SEZIONE DATI:
--*--

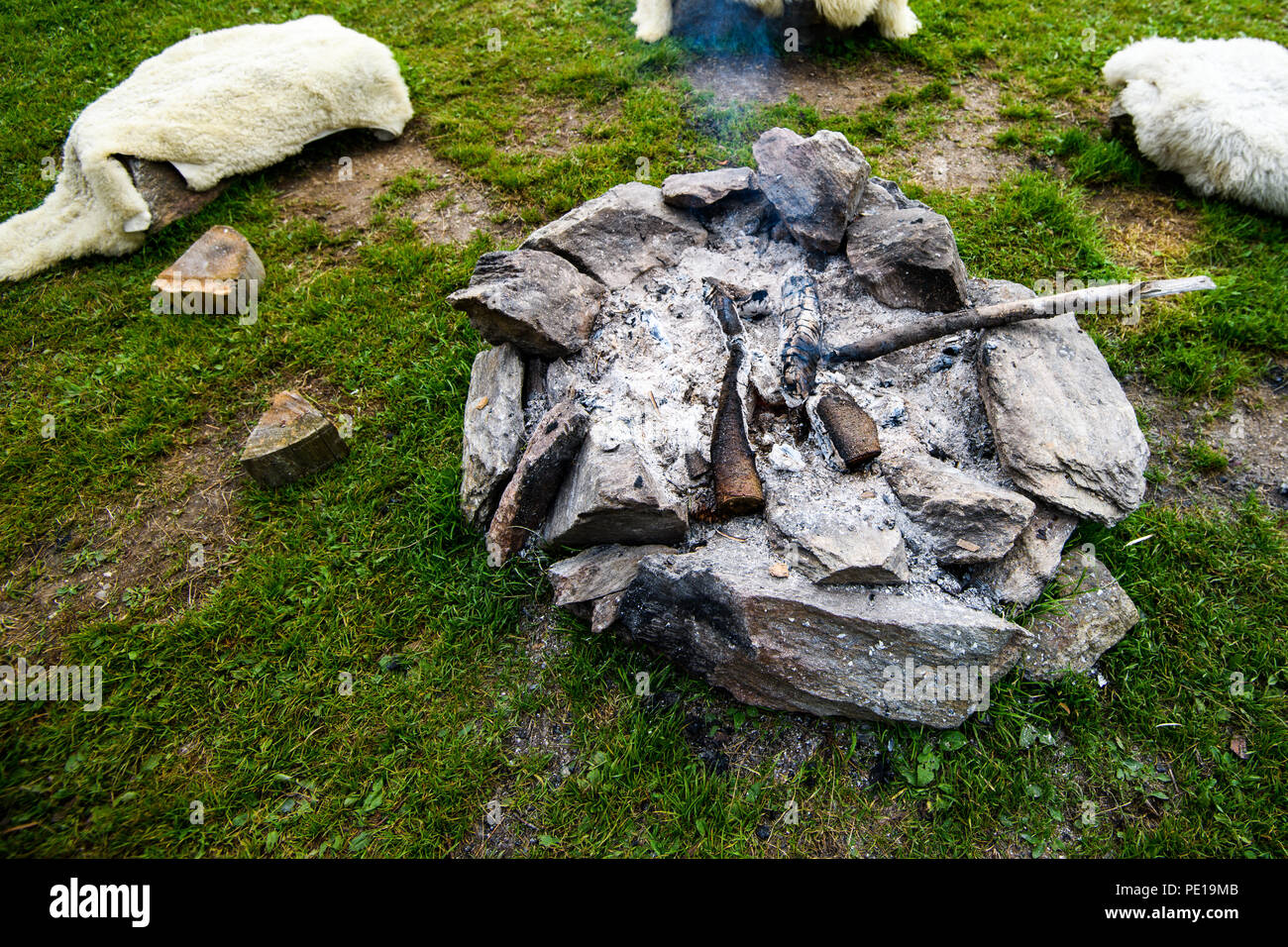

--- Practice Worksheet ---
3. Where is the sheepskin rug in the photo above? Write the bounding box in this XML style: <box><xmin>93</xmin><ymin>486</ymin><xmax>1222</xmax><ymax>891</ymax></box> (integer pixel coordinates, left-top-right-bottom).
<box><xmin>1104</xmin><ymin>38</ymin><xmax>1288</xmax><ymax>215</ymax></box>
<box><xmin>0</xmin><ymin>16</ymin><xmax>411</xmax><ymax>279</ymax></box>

--*--

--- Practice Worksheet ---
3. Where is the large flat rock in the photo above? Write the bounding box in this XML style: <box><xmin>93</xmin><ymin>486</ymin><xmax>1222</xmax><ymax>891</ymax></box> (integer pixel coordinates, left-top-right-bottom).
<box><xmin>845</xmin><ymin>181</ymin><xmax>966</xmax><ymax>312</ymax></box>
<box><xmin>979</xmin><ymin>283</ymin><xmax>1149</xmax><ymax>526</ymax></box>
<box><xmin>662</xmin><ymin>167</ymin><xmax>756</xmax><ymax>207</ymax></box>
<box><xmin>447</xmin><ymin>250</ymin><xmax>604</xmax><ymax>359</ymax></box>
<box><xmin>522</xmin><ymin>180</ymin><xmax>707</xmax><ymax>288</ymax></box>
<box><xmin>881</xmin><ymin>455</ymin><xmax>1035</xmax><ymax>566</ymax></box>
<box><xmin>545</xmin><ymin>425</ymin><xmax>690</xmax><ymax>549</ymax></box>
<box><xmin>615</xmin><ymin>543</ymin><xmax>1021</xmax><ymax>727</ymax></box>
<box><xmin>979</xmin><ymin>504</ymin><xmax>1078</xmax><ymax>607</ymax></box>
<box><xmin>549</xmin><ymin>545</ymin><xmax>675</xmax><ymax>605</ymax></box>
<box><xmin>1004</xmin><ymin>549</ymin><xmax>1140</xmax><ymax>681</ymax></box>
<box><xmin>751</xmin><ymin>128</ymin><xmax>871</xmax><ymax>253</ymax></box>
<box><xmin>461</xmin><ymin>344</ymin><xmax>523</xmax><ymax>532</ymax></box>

--*--

REQUISITI DELL'ESERCIZIO: Individua nelle righe qui sopra tutte quelle che contengono la parola "above" e copiale, per favore.

RISPOSTA ALL'ESERCIZIO:
3. Where is the sheepskin rug in the photo above? Write the bounding box in this XML style: <box><xmin>93</xmin><ymin>486</ymin><xmax>1222</xmax><ymax>891</ymax></box> (integer pixel coordinates, left-top-right-bottom).
3. Where is the large flat rock in the photo above? Write the bounding box in this XML style: <box><xmin>93</xmin><ymin>486</ymin><xmax>1222</xmax><ymax>891</ymax></box> (integer pixel coordinates, left-top-right-bottom).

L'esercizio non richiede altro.